Defective Pixels - what they are, what can be done ?
All CCD / CMOS camera sensors will suffer from some defective pixels. Given the size of the sensor array plus the almost unbelievable pixel counts, this is inevitable (if they are to be sold at an unbelievably low cost).
The most common defect is the non-functional or 'dark' pixel. Needless to say, in astro-imaging this type of defect is of little or no consequence.
However the other type of common defect, those that are 'stuck' permanently 'on' (i.e. 'shorted out') or 'hot' pixels are a disaster (since you could be misled into thinking you have just discovered a new supernova :-) )
The final type of pixel 'error' is one that is excessively 'sensitive' (so keeps running into saturation) or one that is very insensitive (so turns in very low values).
The above might give the impression that defects are limited to single pixels = this rarely the case - defects often come in 'clumps' with one or two 'hot' pixels might be 'surrounded' by a few 'over sensitive' ones and a dark might be surrounded by insensitive ones. Fortunately, it is relatively rare for defects to spread beyond directly adjacent pixels
What can be done ?
A1. Dark pixels are typically simply ignored.
A2. To eliminate 'hot' pixels, Dark Frame subtraction is performed (in RAW mode). All 'hot spots' will be eliminated (since they will be stuck at 100% & thus 100% subtracted from themselves).
A3. Variations in pixel sensitivity can be corrected to some extent by the use of 'flats'
However no amount of processing with Dark Frames (or Flats) can do anything to 'replace' the eliminated 'hot spot' or any of the 'missing' dark pixels with 'real data' - and this has serious implications for Colour Imaging.

**RECORD SET:**
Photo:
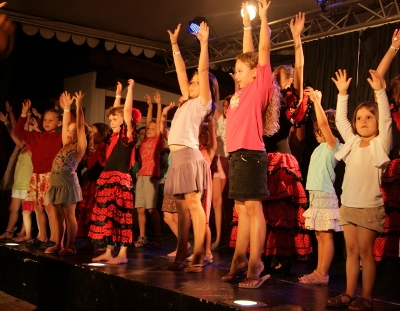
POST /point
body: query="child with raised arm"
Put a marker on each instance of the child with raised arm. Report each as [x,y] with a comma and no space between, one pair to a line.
[44,145]
[149,175]
[112,217]
[367,144]
[323,212]
[187,175]
[248,159]
[22,175]
[387,244]
[64,191]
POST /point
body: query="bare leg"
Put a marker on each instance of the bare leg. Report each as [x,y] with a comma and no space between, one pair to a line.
[366,239]
[13,218]
[121,258]
[27,221]
[142,220]
[107,256]
[72,225]
[155,217]
[41,220]
[193,201]
[327,252]
[184,224]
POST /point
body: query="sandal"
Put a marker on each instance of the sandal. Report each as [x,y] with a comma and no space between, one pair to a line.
[176,266]
[142,241]
[314,278]
[337,301]
[361,304]
[234,277]
[68,251]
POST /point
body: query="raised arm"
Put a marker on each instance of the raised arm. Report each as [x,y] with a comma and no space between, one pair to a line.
[202,71]
[163,121]
[157,99]
[65,103]
[128,108]
[118,92]
[385,119]
[80,127]
[389,56]
[296,27]
[247,33]
[264,46]
[180,66]
[212,139]
[10,129]
[322,121]
[342,122]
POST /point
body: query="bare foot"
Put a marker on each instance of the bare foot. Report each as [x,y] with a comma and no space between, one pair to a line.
[107,256]
[22,238]
[117,260]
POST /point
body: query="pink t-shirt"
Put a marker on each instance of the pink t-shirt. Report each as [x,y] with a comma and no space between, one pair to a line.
[149,152]
[244,124]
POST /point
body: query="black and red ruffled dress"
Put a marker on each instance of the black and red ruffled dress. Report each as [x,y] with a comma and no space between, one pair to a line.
[283,209]
[112,216]
[387,243]
[94,163]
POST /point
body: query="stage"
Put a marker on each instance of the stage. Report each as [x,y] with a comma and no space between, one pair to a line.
[52,282]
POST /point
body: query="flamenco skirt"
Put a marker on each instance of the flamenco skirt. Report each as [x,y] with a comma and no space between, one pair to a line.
[283,209]
[84,209]
[112,220]
[387,243]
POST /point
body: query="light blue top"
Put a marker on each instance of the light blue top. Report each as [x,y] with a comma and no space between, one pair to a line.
[321,172]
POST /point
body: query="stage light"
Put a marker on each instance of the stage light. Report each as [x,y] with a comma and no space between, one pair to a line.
[245,303]
[322,4]
[194,25]
[252,11]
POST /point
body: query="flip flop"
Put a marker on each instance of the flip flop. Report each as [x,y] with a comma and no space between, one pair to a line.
[260,280]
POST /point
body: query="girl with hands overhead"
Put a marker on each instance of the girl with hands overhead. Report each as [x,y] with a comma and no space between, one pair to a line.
[323,212]
[200,95]
[112,216]
[65,191]
[368,140]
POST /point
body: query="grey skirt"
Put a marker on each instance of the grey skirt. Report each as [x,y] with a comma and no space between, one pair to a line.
[64,189]
[187,173]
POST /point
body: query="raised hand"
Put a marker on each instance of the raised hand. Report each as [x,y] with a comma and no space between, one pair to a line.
[26,106]
[263,6]
[147,98]
[376,81]
[297,24]
[3,118]
[157,98]
[173,36]
[341,81]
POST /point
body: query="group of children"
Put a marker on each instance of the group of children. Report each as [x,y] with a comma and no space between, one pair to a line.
[262,106]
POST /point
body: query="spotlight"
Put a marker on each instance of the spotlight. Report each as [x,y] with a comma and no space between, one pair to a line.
[322,4]
[252,11]
[194,25]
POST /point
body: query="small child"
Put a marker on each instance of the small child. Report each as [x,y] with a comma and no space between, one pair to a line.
[112,218]
[64,191]
[45,145]
[323,213]
[149,175]
[367,144]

**TASK LIST:**
1. Quote the text on defective pixels, beginning at the words "Defective Pixels - what" and stopping after "supernova :-) )".
2. Extend the text on defective pixels from its final sentence onward.
The listing is not required for this work.

**ANSWERS TO THE PROBLEMS:**
1.
Defective Pixels - what they are, what can be done ?
All CCD / CMOS camera sensors will suffer from some defective pixels. Given the size of the sensor array plus the almost unbelievable pixel counts, this is inevitable (if they are to be sold at an unbelievably low cost).
The most common defect is the non-functional or 'dark' pixel. Needless to say, in astro-imaging this type of defect is of little or no consequence.
However the other type of common defect, those that are 'stuck' permanently 'on' (i.e. 'shorted out') or 'hot' pixels are a disaster (since you could be misled into thinking you have just discovered a new supernova :-) )

2.
Bad pixels, what are the implications for Colour Imaging ?
Dark Frame subtraction will remove 'hot spot' pixels, turning them into 'darks'.
Unfortunately, the generation of an RGB image pixel involves the processing all 4 sub-pixels in the 2x2 Bayer Matrix array = to derive each R, G & B component, the overall pixel 'intensity' is first found by processing all 4 sub-pixels .. then the 4 individual sub-pixels (R, 2xG & B) are examined to derive the colour 'balance'.
Thus one 'hot spot' (or dark pixel) in any 2x2 Bayer array will 'contaminate' the whole RGB pixel ... first 25% of the intensity is lost, then because the RGB 'balance' is lost (a dark sub-pixel will 'take out' the entire R or B, or half the G) a false colour is generated.
How can we minimise the loss of image detail ?
Another problem is (of course) that there is normally no way to discover the presence of any part of the image being observed that falls on a defective pixel - and whilst a single 'dark' pixel in the midst of a galaxy image may not be noticed at first glance, careful examination might lead to a lot of erroneous conclusions re: black holes or similar :-)
One trick that can be pulled when using modern 'stacking' software, which is able to re-align frames, is to (very) slightly reposition (shift or twist) the CCD between shots. This will ensure that image elements such as individual stars etc. will not fall on exactly the same hot spots / dark pixels in every exposure. After stacking, elements of the image that would otherwise be 'invisible' due to falling on defective pixels, will now be seen.
Defect mapping
One way to locate defective pixels is to generate a 'Flat', exposed at about 50% intensity. The RAW Flat can then be examined manually to locate both 'dark' and 'hot' pixels (i.e. those well below 50% and those well above 50%).
Of course, it's much easier to perform this in software, especially if manual control of the lower / upper thresholds is possible.
The row / column position of the defective pixels can then be recorded and a 'badpixels' file generated.
How is defect repair / replacement possible ?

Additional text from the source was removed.